#### PROBLEM DETAILS
Return every line of the items below that contains the string "list". Case counts.

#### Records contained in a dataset
________________________________________

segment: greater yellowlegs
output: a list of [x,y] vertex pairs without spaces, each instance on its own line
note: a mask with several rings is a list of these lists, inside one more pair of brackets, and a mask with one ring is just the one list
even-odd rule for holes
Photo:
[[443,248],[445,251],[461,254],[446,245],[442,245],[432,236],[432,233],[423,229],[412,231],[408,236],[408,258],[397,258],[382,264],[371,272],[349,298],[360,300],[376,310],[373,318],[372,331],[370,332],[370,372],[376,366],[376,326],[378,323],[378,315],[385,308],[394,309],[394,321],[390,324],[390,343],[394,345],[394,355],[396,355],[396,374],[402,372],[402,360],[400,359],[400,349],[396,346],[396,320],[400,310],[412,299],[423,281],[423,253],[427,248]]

________________________________________

#### TASK OUTPUT
output: a list of [x,y] vertex pairs without spaces, each instance on its own line
note: a mask with several rings is a list of these lists, inside one more pair of brackets, and a mask with one ring is just the one list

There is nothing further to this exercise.